═════ Dataset content ═════

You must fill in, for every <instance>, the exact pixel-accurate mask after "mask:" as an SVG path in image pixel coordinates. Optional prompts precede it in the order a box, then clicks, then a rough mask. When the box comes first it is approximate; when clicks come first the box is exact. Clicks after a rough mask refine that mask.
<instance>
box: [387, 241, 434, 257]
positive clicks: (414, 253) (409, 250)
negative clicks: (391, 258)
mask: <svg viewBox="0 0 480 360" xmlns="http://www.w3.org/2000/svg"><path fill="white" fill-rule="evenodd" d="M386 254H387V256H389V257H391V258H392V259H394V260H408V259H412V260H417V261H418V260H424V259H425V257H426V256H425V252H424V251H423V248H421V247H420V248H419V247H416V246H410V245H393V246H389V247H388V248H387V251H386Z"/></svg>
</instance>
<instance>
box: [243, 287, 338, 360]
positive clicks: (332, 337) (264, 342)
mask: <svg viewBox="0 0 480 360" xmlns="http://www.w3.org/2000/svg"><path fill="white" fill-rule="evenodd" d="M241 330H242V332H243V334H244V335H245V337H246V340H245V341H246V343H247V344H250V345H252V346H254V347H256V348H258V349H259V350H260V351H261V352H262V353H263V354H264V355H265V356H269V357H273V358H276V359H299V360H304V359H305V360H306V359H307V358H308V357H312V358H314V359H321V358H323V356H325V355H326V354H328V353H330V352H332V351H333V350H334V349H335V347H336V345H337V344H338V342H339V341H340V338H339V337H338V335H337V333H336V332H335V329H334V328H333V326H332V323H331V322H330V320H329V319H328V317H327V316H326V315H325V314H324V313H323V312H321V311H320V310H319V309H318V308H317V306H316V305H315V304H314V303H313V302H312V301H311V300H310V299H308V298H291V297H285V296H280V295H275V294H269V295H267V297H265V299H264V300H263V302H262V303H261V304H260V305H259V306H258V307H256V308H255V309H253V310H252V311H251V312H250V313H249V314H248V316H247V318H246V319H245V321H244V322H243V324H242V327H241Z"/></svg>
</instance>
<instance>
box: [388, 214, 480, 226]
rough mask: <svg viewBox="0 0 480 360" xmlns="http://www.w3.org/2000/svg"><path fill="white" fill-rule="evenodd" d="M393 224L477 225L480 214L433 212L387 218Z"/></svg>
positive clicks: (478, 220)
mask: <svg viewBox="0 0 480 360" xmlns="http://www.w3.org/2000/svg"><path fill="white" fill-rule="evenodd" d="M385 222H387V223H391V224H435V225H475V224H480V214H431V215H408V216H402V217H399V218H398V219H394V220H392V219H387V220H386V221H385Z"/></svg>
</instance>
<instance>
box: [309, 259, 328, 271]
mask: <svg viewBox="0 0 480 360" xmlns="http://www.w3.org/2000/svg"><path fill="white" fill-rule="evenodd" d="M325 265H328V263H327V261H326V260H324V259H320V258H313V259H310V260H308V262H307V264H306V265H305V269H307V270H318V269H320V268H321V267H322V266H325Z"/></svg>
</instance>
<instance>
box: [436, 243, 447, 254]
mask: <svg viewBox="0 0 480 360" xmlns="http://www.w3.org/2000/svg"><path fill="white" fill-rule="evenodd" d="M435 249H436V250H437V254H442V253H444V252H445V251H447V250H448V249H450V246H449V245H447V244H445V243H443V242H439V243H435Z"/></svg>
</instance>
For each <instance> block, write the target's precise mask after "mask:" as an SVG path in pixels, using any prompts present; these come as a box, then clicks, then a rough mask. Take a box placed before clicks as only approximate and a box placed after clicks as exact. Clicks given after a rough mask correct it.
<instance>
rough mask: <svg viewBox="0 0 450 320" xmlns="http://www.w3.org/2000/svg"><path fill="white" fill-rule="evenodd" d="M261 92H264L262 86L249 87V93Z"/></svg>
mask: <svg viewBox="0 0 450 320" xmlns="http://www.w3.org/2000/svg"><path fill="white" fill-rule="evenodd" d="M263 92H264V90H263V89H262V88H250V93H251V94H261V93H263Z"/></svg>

═════

Please give all the entries above again, exactly as they stand.

You must fill in, for every <instance>, the exact pixel-accurate mask after "mask:" as an SVG path in image pixel coordinates. Optional prompts precede it in the order a box, then clicks, then a rough mask. When the box comes first it is approximate; when clicks come first the box is exact. Clicks after a rough mask refine that mask.
<instance>
box: [387, 241, 434, 257]
positive clicks: (414, 253) (409, 250)
negative clicks: (391, 258)
mask: <svg viewBox="0 0 480 360" xmlns="http://www.w3.org/2000/svg"><path fill="white" fill-rule="evenodd" d="M386 254H387V256H389V257H391V258H392V259H394V260H408V259H412V260H417V261H418V260H424V259H425V257H426V256H425V252H424V251H423V248H421V247H420V248H419V247H416V246H410V245H393V246H389V247H388V248H387V251H386Z"/></svg>
</instance>
<instance>
box: [243, 287, 338, 360]
positive clicks: (332, 337) (264, 342)
mask: <svg viewBox="0 0 480 360" xmlns="http://www.w3.org/2000/svg"><path fill="white" fill-rule="evenodd" d="M241 330H242V332H243V334H244V335H245V337H246V340H245V341H246V343H247V344H250V345H252V346H254V347H256V348H258V349H259V350H260V351H261V352H262V353H263V354H264V355H265V356H269V357H273V358H276V359H299V360H304V359H305V360H306V359H307V358H308V357H312V358H314V359H321V358H323V356H325V355H326V354H328V353H330V352H332V351H333V350H334V349H335V347H336V345H337V344H338V342H339V341H340V338H339V337H338V335H337V333H336V332H335V329H334V328H333V326H332V323H331V322H330V320H329V319H328V317H327V316H326V315H325V314H324V313H323V312H321V311H320V310H319V309H318V308H317V306H316V305H315V304H314V303H313V302H312V301H311V300H310V299H308V298H291V297H285V296H280V295H275V294H269V295H267V297H265V299H264V300H263V302H262V303H261V304H260V305H259V306H258V307H256V308H255V309H253V310H252V311H251V312H250V313H249V314H248V316H247V318H246V319H245V321H244V322H243V324H242V327H241Z"/></svg>
</instance>
<instance>
box: [388, 214, 480, 226]
rough mask: <svg viewBox="0 0 480 360" xmlns="http://www.w3.org/2000/svg"><path fill="white" fill-rule="evenodd" d="M393 224L477 225L480 214L433 212L387 218Z"/></svg>
positive clicks: (478, 220)
mask: <svg viewBox="0 0 480 360" xmlns="http://www.w3.org/2000/svg"><path fill="white" fill-rule="evenodd" d="M385 222H387V223H391V224H435V225H475V224H480V214H431V215H408V216H402V217H399V218H398V219H394V220H392V219H387V220H386V221H385Z"/></svg>
</instance>
<instance>
box: [309, 259, 328, 271]
mask: <svg viewBox="0 0 480 360" xmlns="http://www.w3.org/2000/svg"><path fill="white" fill-rule="evenodd" d="M325 265H328V263H327V261H326V260H324V259H320V258H313V259H310V260H308V262H307V264H306V265H305V269H307V270H318V269H320V268H321V267H322V266H325Z"/></svg>
</instance>
<instance>
box: [436, 243, 447, 254]
mask: <svg viewBox="0 0 480 360" xmlns="http://www.w3.org/2000/svg"><path fill="white" fill-rule="evenodd" d="M435 249H436V250H437V254H442V253H444V252H445V251H447V250H448V249H450V246H449V245H447V244H445V243H443V242H439V243H435Z"/></svg>
</instance>
For each <instance> block, write the target's precise mask after "mask:" as an SVG path in pixels, using any prompts present; these come as a box, then clicks, then a rough mask. Take a box placed before clicks as only approximate and a box placed after clicks as exact. Clicks given after a rough mask correct it.
<instance>
rough mask: <svg viewBox="0 0 450 320" xmlns="http://www.w3.org/2000/svg"><path fill="white" fill-rule="evenodd" d="M261 92H264L262 86L249 87V93Z"/></svg>
mask: <svg viewBox="0 0 450 320" xmlns="http://www.w3.org/2000/svg"><path fill="white" fill-rule="evenodd" d="M263 92H264V90H263V89H262V88H250V93H251V94H261V93H263Z"/></svg>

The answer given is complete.